→ **Set exercise**
Collect every line in the rows below that contains the word "blue", and copy each one.

→ **Supplied data**
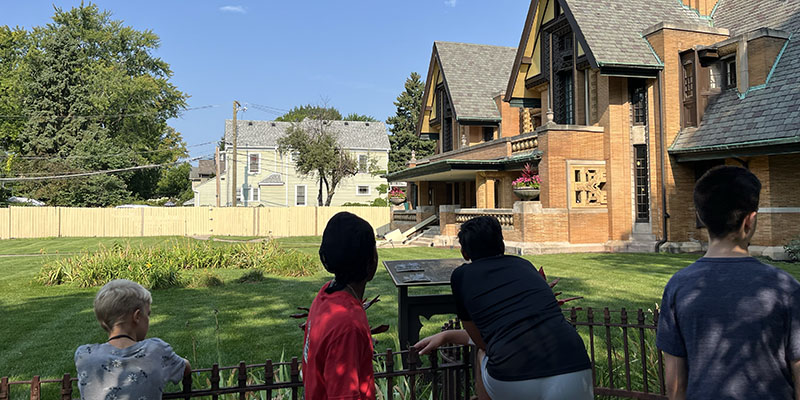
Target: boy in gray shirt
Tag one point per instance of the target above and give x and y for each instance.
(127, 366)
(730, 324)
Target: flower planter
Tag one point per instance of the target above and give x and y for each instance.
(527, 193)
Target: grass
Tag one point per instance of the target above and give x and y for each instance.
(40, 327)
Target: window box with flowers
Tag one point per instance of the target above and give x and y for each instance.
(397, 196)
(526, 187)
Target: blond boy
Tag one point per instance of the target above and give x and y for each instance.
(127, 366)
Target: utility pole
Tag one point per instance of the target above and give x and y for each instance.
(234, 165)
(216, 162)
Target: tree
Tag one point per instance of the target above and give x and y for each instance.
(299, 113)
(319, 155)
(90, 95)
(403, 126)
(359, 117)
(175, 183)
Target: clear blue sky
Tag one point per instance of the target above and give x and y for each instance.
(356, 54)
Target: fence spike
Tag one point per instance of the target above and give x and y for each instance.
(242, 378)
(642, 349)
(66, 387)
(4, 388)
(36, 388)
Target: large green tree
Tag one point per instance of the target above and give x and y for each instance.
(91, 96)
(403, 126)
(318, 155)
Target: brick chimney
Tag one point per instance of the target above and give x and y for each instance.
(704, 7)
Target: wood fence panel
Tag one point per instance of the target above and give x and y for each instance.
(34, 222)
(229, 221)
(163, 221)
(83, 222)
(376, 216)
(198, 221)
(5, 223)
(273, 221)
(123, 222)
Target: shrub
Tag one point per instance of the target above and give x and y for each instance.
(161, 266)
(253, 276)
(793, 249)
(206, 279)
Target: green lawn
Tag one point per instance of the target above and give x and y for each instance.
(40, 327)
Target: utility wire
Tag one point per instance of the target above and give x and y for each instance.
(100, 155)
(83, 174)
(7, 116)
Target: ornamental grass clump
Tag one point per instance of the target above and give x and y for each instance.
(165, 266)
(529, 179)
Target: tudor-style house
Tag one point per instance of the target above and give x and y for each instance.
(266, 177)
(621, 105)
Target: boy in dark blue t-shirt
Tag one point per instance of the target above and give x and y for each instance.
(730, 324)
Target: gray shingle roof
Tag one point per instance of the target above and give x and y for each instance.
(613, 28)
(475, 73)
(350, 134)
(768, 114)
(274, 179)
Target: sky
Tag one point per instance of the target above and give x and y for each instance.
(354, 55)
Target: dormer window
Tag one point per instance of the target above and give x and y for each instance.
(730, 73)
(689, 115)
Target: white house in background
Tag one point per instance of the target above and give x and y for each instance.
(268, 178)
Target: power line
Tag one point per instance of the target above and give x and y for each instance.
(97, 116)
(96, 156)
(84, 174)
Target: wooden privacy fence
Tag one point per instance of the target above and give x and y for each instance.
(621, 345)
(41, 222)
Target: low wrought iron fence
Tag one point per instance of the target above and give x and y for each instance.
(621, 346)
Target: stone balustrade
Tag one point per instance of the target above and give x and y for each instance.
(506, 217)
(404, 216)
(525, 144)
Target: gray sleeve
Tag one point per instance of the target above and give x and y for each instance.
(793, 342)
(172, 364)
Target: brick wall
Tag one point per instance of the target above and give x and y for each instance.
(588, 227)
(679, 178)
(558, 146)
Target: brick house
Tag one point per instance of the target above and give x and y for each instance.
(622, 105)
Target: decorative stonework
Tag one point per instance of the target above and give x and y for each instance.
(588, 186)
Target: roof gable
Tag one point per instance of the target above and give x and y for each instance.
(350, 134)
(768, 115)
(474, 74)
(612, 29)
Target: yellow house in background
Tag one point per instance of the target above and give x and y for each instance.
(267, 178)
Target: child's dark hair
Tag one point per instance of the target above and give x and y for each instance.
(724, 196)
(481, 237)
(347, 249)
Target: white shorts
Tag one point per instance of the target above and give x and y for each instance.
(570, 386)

---

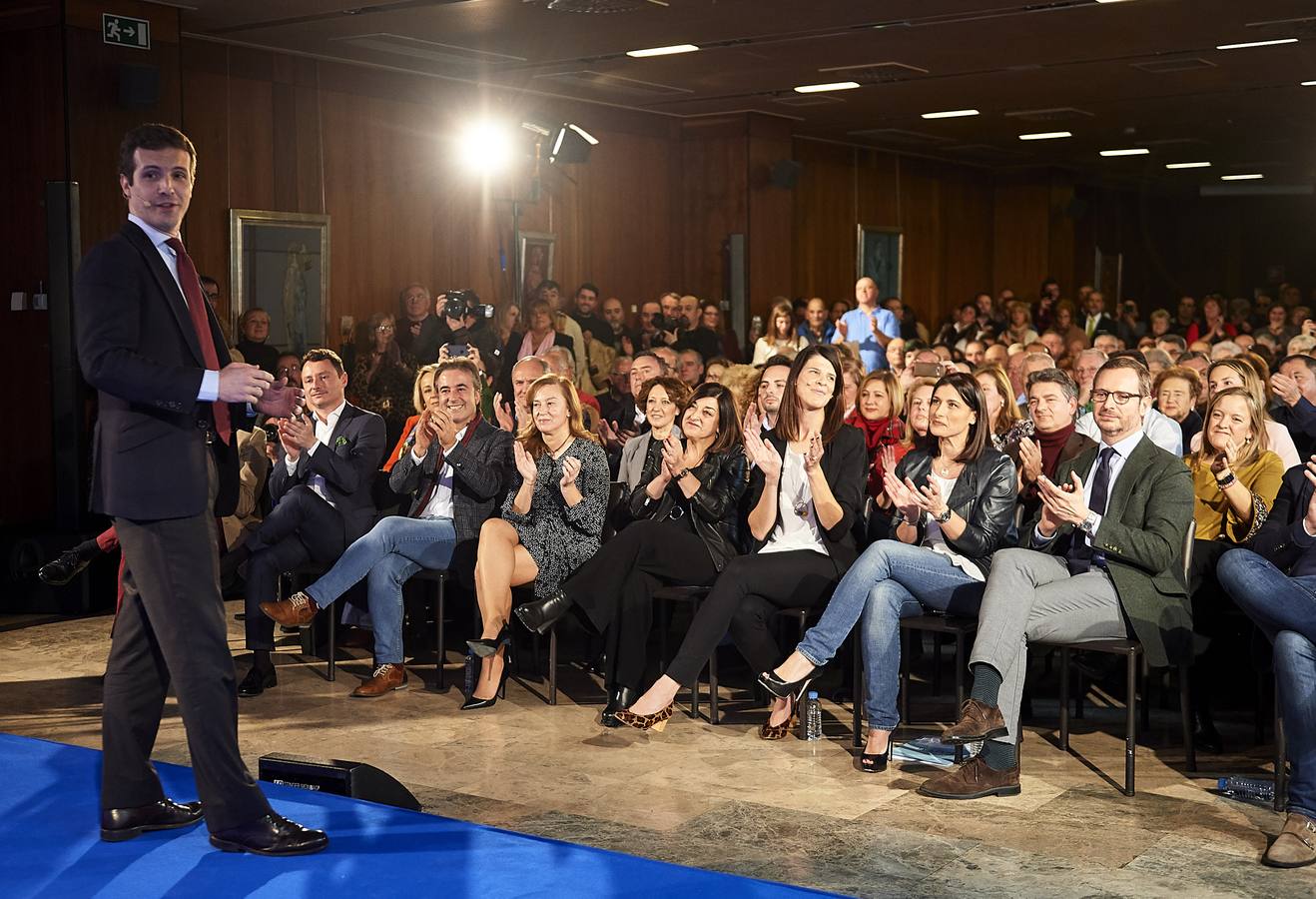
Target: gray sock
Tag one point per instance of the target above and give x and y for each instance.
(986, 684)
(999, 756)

→ **Solution below**
Target: clear blue sky
Target: boy in dark blue t-shirt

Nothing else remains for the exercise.